>> Begin Data provided
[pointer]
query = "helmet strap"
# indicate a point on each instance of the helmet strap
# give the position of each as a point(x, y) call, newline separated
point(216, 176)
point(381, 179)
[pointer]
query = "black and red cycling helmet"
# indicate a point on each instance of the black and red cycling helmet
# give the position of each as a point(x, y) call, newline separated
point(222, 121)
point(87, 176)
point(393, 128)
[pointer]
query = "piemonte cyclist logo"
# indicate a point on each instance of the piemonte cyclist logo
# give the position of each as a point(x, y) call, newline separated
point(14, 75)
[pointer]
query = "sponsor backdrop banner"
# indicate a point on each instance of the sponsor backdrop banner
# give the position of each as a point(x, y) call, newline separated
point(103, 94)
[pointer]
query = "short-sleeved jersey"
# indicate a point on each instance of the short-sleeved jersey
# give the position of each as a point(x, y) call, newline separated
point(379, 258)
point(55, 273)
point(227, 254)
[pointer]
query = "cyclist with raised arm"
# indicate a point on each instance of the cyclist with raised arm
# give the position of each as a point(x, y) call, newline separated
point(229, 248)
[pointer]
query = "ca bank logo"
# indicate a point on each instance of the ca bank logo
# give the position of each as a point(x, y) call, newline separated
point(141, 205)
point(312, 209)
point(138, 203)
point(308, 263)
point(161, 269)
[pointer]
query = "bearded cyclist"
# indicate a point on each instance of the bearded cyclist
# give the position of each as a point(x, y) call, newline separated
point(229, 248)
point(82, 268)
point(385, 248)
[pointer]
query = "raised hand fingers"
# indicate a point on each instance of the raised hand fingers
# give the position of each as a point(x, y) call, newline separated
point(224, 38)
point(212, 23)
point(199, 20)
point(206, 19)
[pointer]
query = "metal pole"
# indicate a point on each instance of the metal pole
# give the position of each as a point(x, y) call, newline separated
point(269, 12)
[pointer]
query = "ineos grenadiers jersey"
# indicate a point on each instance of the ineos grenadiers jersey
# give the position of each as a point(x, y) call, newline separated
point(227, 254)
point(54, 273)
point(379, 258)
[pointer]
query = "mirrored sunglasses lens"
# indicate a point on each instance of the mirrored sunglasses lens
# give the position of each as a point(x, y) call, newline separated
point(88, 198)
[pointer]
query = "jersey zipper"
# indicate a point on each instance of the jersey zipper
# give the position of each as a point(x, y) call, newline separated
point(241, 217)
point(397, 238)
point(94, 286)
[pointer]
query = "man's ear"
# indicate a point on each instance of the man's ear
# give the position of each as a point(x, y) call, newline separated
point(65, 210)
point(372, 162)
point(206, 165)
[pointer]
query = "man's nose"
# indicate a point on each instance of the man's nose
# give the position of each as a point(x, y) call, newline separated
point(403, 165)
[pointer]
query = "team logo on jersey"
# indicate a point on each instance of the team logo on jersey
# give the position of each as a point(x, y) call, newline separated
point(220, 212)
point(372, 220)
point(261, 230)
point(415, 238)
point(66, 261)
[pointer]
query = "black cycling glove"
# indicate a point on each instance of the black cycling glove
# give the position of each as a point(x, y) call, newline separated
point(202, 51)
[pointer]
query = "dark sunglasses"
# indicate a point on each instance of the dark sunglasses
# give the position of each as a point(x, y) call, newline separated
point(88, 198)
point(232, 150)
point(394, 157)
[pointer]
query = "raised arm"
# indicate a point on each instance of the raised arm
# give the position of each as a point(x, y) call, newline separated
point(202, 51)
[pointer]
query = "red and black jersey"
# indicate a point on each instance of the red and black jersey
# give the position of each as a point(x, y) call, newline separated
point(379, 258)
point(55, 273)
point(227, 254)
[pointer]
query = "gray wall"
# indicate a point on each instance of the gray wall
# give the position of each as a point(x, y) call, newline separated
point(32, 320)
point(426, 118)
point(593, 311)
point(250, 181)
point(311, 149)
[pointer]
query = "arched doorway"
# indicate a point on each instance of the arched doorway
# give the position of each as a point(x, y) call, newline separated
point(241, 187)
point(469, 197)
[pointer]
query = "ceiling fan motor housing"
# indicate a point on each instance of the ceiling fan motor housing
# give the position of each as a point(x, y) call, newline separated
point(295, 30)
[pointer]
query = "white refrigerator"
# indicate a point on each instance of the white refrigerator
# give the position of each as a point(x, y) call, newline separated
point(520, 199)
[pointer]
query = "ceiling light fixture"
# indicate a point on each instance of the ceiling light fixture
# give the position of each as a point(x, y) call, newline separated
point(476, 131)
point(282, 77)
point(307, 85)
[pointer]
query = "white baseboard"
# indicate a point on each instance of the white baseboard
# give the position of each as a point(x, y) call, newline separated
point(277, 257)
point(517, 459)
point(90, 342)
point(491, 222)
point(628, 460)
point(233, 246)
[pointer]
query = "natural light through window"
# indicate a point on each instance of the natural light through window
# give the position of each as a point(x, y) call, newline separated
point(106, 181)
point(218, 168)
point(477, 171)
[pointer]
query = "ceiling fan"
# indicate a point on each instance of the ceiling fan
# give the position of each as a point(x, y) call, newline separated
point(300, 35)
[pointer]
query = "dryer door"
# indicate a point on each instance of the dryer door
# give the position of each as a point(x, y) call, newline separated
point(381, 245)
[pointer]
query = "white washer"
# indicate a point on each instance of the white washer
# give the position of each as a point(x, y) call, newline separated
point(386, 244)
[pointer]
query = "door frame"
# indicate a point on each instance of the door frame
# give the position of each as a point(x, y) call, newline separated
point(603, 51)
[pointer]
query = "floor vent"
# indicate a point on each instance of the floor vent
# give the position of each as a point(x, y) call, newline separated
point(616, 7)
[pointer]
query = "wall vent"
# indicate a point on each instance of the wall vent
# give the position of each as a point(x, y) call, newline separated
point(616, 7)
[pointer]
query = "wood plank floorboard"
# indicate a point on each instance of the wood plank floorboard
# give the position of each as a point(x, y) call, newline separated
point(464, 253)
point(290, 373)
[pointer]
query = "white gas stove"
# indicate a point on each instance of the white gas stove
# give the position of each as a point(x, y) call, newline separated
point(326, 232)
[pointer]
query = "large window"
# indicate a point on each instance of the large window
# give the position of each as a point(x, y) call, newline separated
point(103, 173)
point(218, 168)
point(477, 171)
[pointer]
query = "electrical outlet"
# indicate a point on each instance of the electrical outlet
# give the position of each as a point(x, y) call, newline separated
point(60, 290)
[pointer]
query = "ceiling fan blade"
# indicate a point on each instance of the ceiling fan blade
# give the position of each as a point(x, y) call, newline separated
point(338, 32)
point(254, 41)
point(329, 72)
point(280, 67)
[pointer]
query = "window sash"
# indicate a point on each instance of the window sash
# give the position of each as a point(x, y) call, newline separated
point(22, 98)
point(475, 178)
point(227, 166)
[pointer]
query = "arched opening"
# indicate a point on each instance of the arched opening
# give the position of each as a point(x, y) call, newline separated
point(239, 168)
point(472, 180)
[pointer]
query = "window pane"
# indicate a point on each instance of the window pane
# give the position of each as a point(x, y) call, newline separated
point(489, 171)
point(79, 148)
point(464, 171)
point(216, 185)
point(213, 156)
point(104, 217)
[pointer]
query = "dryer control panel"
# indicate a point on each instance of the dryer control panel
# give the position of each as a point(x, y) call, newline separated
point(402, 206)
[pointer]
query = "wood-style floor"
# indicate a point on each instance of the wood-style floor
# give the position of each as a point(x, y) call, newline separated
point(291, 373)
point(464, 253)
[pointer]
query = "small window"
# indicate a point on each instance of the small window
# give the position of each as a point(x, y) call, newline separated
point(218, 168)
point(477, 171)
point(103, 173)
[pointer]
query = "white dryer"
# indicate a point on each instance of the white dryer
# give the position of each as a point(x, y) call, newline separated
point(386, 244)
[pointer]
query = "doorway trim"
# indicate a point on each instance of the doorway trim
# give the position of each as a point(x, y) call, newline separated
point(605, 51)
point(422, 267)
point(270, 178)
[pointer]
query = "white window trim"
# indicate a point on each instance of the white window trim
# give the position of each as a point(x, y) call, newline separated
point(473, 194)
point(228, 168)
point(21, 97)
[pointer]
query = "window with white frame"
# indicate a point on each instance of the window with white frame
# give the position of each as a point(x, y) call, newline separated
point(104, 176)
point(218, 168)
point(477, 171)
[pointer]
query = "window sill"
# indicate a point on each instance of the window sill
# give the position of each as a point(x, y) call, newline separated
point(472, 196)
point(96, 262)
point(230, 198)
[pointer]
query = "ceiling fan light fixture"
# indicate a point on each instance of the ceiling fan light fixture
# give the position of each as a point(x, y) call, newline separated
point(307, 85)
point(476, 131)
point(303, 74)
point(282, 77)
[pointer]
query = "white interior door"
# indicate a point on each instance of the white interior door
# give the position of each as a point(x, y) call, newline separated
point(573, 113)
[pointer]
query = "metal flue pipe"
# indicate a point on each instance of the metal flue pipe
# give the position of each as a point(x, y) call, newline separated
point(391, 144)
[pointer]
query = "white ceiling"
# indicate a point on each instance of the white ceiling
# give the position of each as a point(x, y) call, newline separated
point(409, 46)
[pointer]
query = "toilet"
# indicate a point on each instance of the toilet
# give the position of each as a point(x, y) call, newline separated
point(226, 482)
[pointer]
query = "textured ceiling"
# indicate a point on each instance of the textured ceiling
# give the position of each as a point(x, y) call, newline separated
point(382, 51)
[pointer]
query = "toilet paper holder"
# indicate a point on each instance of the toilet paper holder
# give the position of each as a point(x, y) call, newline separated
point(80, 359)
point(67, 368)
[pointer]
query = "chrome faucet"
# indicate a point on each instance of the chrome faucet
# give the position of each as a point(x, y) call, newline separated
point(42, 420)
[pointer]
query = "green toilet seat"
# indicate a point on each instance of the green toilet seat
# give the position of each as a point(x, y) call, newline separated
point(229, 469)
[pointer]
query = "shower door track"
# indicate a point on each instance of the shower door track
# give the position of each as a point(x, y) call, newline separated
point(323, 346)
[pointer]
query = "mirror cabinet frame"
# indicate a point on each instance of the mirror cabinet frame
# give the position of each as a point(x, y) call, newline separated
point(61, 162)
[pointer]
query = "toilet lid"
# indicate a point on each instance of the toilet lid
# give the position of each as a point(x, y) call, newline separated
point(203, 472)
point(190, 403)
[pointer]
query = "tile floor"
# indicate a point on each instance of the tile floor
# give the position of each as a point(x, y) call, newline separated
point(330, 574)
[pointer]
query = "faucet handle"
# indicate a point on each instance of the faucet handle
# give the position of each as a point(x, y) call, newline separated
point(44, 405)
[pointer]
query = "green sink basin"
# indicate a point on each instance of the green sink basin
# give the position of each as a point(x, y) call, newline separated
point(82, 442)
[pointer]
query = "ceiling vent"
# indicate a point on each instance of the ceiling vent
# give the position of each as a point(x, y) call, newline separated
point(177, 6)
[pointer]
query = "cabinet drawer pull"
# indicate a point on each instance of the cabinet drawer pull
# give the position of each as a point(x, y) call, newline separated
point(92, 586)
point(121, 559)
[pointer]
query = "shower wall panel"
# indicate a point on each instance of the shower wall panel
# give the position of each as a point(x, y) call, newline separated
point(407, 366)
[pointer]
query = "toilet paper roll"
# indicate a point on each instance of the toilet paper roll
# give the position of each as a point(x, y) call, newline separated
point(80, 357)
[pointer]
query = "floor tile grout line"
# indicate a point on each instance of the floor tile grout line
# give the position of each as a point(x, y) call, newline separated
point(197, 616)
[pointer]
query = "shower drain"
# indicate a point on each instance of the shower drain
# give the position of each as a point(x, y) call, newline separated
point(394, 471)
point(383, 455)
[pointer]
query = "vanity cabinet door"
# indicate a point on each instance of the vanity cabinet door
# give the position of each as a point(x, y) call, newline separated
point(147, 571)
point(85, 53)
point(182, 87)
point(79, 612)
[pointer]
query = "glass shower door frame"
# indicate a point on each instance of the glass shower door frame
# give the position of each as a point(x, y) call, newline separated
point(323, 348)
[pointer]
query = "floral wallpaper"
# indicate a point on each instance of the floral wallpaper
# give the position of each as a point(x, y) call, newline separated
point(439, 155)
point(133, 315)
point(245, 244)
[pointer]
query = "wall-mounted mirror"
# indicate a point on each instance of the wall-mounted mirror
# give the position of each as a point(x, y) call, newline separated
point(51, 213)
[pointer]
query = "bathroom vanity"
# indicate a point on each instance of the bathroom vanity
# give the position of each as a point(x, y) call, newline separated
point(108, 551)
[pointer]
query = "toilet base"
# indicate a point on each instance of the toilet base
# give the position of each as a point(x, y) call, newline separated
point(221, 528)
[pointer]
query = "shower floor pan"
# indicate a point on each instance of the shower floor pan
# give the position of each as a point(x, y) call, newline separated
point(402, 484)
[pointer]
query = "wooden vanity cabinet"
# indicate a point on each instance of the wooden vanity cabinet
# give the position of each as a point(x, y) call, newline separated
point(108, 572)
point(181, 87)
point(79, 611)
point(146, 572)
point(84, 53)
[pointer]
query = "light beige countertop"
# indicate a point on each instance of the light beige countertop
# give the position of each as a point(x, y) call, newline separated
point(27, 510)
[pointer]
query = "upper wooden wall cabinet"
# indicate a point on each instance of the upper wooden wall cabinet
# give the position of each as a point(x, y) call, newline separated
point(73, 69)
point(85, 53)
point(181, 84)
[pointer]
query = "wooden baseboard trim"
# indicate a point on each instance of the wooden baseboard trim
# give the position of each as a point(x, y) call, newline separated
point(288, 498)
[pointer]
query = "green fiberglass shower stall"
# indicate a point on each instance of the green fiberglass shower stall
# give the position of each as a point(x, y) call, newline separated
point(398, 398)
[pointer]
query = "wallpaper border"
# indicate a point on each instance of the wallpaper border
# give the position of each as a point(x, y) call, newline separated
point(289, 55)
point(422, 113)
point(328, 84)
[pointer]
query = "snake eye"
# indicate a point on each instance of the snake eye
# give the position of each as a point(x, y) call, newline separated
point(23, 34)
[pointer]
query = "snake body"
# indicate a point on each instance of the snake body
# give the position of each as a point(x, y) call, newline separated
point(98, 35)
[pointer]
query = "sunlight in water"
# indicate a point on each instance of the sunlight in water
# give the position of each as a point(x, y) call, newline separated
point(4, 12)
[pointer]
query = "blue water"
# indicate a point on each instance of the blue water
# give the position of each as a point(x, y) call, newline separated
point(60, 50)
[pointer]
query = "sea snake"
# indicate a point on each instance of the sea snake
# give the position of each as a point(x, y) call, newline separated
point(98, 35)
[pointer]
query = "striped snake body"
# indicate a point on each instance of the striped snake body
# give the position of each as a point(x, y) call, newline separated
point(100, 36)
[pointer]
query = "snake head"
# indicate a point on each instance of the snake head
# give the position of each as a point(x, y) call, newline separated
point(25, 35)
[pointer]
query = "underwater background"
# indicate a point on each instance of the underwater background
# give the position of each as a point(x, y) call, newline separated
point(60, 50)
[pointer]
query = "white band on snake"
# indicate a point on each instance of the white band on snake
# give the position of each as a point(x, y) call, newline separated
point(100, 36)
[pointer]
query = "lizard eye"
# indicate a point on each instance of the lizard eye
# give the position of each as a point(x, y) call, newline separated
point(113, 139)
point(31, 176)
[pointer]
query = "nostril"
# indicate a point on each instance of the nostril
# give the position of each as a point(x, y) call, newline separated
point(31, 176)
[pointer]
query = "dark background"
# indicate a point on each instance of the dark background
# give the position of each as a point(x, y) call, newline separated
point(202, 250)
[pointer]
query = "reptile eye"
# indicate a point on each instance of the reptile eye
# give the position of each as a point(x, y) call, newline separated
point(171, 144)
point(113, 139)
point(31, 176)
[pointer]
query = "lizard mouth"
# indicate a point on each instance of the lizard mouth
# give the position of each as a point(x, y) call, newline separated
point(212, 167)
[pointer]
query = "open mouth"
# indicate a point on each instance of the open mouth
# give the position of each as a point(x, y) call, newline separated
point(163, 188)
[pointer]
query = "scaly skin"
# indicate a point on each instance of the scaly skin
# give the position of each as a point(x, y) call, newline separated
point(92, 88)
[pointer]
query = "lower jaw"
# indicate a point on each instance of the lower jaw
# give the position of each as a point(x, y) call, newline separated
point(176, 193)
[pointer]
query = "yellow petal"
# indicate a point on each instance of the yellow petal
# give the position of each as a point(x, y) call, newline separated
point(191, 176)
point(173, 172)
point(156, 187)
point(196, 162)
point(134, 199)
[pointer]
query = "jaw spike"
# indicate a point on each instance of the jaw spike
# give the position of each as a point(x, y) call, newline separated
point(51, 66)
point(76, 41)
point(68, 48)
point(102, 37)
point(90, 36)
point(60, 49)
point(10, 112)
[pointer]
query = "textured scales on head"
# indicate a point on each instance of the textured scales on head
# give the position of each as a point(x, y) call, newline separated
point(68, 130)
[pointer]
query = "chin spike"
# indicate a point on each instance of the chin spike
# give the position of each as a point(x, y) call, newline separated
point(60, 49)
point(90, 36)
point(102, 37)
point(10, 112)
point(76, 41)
>> End Data provided
• The exercise:
Could you write out everything from the start of the entries down through the line containing "point(14, 75)", replacing "helmet strap" with "chin strap" and keeping all else unchanged?

• Complete output:
[pointer]
query = "chin strap"
# indicate a point on each instance of the chin strap
# give the position of each as a point(x, y) call, newline separated
point(216, 176)
point(381, 179)
[pointer]
query = "black and red cycling helmet"
# indicate a point on each instance of the black and red cycling helmet
# give the position of each as a point(x, y) call, newline separated
point(222, 121)
point(87, 176)
point(393, 128)
[pointer]
query = "piemonte cyclist logo"
# indicate a point on each instance of the piemonte cyclist logo
# give the position of each as a point(x, y) call, newline separated
point(14, 75)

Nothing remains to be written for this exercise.